**** SUPPLIED MATERIAL

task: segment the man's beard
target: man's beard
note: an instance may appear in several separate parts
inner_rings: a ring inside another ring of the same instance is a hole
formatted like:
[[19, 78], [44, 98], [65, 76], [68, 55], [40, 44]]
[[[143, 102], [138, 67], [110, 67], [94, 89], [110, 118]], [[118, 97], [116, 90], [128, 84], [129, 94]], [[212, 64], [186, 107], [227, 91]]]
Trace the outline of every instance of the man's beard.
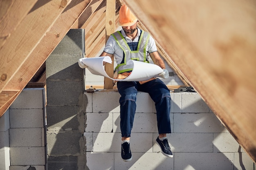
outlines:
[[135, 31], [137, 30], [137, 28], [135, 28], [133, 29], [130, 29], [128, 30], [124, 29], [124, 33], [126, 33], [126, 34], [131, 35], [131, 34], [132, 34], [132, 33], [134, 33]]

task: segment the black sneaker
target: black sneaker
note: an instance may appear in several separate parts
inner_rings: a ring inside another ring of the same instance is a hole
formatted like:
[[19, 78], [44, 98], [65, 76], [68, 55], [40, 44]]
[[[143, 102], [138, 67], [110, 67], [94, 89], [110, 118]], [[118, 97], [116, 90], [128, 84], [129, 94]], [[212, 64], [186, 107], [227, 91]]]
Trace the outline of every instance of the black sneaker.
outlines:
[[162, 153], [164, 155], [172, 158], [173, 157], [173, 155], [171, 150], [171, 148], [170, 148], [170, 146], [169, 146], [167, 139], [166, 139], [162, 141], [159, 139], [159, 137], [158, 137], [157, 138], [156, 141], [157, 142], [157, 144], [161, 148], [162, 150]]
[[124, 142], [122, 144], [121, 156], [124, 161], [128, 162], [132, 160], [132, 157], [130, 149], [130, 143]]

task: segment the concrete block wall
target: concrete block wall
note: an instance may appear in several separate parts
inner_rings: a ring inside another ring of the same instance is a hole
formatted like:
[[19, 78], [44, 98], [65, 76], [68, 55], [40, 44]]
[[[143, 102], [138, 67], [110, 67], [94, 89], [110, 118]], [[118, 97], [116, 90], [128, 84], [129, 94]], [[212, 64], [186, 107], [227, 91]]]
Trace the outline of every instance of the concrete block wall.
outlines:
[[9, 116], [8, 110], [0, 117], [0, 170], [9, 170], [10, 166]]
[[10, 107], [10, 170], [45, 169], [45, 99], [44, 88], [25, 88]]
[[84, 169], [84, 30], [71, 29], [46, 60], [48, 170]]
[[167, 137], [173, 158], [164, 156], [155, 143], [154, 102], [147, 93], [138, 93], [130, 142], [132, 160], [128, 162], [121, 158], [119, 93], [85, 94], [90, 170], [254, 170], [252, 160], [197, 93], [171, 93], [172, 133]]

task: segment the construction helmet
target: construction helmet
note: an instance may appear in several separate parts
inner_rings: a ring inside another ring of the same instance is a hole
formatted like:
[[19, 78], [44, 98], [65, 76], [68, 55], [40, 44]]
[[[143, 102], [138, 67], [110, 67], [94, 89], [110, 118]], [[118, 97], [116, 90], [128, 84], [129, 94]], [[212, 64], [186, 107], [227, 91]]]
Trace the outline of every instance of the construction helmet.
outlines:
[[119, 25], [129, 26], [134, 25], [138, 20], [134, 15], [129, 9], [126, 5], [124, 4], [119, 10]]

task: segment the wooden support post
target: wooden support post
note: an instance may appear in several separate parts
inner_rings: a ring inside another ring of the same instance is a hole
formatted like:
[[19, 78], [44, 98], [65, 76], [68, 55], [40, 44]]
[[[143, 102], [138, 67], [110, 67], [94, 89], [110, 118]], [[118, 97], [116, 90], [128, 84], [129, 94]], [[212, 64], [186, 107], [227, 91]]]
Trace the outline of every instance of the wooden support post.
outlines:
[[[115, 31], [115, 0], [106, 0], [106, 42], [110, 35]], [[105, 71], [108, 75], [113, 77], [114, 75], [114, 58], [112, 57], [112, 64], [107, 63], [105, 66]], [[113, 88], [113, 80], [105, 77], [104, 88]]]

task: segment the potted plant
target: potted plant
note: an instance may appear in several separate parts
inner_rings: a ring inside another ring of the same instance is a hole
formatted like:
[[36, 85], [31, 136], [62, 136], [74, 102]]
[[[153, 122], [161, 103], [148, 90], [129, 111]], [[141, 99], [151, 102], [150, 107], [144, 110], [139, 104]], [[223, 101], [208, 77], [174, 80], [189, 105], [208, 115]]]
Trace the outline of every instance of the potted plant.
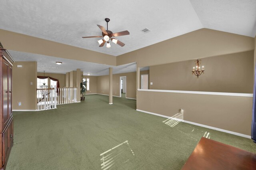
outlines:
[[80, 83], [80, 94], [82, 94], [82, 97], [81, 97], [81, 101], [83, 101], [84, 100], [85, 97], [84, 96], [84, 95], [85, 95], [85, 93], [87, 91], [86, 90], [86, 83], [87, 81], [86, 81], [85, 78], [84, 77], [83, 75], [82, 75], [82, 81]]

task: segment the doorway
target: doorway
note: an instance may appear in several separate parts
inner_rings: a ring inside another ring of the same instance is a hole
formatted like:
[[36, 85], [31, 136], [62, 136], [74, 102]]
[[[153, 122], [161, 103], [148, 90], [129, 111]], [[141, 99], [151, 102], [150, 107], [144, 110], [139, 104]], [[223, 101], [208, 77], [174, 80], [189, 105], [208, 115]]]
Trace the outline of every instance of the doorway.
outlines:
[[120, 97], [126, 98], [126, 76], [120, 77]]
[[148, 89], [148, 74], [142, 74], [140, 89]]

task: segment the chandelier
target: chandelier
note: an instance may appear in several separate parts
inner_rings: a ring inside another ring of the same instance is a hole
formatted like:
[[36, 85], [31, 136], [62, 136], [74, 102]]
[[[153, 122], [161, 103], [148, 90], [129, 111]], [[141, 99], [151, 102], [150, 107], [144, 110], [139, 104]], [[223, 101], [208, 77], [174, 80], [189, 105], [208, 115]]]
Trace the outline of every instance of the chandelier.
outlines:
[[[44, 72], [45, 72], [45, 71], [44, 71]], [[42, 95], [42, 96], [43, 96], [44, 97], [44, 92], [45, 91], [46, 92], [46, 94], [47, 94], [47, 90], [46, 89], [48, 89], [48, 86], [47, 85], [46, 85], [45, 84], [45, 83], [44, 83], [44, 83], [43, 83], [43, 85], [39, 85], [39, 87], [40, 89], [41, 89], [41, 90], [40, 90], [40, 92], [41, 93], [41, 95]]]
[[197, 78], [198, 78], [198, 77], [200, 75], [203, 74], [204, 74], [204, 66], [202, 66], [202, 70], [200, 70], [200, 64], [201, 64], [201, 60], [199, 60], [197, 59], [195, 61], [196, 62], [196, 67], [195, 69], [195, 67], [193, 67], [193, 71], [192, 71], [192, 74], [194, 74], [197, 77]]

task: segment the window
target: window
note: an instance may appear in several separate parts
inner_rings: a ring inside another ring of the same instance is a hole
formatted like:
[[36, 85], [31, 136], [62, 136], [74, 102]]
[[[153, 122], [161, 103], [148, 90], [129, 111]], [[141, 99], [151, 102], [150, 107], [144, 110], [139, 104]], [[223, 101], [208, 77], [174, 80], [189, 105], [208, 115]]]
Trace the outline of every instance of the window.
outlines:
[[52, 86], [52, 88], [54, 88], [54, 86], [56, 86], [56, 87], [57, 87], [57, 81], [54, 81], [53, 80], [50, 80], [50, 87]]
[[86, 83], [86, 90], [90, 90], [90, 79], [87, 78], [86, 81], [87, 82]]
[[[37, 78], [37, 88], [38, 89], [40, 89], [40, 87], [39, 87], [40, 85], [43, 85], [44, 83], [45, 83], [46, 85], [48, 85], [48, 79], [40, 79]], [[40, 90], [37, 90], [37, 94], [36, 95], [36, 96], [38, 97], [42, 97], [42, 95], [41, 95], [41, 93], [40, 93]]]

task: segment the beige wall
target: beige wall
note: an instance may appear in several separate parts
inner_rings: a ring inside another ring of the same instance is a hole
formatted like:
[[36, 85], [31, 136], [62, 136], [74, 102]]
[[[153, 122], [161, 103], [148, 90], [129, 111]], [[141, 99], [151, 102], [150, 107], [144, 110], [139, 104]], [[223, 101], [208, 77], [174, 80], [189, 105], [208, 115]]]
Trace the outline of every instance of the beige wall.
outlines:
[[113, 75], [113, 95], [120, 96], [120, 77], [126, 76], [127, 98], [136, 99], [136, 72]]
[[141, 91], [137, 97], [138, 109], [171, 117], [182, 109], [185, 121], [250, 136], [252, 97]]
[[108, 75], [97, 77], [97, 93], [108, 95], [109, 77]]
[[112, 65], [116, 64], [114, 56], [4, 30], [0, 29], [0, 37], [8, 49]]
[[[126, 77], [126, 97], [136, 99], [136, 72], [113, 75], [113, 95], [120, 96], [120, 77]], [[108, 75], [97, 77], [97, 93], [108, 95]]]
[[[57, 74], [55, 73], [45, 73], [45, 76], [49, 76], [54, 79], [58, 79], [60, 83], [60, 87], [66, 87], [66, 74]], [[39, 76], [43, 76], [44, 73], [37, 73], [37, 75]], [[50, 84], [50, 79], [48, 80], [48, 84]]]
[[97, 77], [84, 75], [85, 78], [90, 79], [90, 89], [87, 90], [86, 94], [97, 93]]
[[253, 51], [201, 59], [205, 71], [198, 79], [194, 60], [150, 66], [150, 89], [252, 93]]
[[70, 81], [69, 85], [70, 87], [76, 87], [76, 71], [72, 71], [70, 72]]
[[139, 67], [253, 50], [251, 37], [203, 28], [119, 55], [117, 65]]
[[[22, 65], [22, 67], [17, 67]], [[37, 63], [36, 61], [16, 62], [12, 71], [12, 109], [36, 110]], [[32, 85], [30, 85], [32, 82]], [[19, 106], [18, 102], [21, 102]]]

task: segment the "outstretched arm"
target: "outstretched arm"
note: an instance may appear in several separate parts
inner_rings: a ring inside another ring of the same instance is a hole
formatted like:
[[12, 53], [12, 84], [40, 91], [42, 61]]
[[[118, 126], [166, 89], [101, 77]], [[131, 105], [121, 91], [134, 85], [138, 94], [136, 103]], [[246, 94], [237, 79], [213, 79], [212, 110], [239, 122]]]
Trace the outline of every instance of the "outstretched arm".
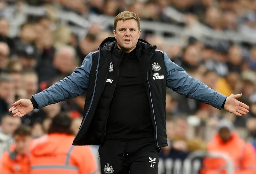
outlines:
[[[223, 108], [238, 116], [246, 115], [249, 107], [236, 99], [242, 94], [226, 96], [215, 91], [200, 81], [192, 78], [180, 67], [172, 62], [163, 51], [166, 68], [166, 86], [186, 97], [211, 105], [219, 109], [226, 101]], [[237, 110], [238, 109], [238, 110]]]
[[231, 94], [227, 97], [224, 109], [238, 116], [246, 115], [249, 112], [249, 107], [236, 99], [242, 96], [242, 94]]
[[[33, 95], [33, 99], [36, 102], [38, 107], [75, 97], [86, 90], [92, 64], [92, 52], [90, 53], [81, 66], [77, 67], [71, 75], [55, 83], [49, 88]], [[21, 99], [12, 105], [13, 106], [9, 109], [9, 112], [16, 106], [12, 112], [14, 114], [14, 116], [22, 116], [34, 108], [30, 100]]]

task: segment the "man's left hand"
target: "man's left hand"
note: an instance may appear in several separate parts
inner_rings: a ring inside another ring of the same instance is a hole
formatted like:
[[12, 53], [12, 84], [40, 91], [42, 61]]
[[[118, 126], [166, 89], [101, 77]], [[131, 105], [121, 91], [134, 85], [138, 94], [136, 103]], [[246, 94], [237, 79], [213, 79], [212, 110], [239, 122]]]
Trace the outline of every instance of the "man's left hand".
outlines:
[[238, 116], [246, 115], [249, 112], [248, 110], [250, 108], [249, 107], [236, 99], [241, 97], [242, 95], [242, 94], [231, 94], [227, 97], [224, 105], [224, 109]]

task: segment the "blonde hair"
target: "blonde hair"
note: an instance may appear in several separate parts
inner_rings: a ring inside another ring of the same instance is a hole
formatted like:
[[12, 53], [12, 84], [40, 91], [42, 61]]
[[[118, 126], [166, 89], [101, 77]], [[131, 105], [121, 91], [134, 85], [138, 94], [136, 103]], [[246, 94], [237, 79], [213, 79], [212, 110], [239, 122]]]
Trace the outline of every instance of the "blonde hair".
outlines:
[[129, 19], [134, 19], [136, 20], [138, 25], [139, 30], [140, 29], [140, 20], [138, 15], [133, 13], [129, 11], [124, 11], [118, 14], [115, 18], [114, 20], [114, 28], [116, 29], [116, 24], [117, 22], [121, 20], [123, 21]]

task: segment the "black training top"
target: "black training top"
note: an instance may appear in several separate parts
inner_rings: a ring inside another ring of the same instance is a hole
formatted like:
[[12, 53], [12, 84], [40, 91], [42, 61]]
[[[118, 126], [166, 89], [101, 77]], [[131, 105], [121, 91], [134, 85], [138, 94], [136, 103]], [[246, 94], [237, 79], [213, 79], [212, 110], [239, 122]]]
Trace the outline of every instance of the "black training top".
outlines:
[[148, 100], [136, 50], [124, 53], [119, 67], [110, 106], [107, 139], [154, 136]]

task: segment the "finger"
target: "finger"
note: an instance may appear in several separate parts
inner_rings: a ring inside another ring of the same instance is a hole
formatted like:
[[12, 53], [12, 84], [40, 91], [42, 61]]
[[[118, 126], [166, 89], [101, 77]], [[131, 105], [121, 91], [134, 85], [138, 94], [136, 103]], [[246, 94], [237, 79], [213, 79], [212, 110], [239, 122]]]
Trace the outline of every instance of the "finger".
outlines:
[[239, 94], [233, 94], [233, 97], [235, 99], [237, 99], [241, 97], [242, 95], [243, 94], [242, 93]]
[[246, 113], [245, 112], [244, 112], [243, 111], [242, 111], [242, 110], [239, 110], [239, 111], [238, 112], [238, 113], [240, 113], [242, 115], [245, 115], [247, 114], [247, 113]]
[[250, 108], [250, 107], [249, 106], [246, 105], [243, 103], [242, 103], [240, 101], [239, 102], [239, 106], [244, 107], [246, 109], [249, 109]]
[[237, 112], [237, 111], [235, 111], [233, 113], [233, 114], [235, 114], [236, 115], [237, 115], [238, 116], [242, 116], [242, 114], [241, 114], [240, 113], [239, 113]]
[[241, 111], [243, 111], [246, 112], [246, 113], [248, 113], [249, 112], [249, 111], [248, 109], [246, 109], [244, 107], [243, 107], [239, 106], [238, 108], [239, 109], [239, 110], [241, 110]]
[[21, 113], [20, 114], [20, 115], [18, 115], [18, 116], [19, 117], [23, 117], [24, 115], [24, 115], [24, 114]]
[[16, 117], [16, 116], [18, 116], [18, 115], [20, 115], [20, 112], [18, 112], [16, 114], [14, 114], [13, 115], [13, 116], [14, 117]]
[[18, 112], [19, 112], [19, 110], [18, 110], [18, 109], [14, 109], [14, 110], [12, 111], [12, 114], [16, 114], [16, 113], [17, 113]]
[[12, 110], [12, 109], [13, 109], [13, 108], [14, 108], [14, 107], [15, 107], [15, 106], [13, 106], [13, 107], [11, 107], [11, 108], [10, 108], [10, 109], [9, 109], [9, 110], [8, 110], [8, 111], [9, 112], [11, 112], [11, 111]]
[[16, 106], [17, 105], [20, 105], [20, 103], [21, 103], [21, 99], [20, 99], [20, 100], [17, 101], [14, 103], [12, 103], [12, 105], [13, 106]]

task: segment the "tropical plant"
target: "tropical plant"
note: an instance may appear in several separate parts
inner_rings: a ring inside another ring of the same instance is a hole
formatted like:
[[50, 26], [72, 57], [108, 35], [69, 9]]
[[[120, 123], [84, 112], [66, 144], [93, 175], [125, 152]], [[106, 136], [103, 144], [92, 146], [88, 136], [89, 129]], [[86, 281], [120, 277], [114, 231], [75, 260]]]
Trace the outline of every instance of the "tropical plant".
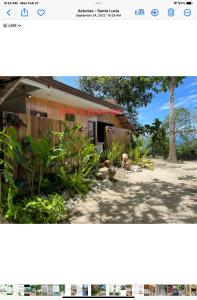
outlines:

********

Transcribe the records, starting at their first line and ending with the line that contains "149], [130, 143]]". Leave out the pictures.

→ ANSWER TO THE TASK
task: segment the man's beard
target: man's beard
note: an instance may appear in several separate parts
inner_rings: a ring inside another ring of the same instance is a hole
formatted like:
[[19, 78], [44, 98], [65, 76], [68, 55], [40, 44]]
[[[143, 102], [138, 67], [110, 67], [94, 89], [110, 118]], [[118, 97], [116, 90], [128, 84], [129, 94]], [[212, 64], [186, 107], [227, 91]]]
Trace the outline of every instance of the man's beard.
outlines:
[[135, 31], [137, 30], [137, 28], [135, 28], [133, 29], [130, 29], [128, 30], [124, 29], [124, 33], [126, 33], [126, 34], [131, 35], [131, 34], [132, 34], [132, 33], [134, 33]]

task: segment the black sneaker
target: black sneaker
note: an instance may appear in several separate parts
inner_rings: a ring inside another ring of the same instance is a hole
formatted like:
[[19, 78], [44, 98], [65, 76], [68, 55], [40, 44]]
[[[143, 102], [138, 67], [110, 67], [94, 89], [110, 118]], [[118, 97], [116, 90], [128, 84], [129, 94]], [[212, 64], [186, 107], [227, 91]]]
Trace the outline of every instance of the black sneaker.
outlines:
[[162, 153], [164, 155], [172, 158], [173, 157], [173, 155], [171, 150], [171, 148], [170, 148], [170, 146], [169, 146], [167, 139], [166, 139], [162, 141], [159, 139], [159, 137], [158, 137], [157, 138], [156, 141], [157, 142], [157, 144], [161, 148], [162, 150]]
[[124, 142], [122, 144], [121, 156], [124, 161], [128, 162], [132, 160], [132, 157], [130, 149], [130, 143]]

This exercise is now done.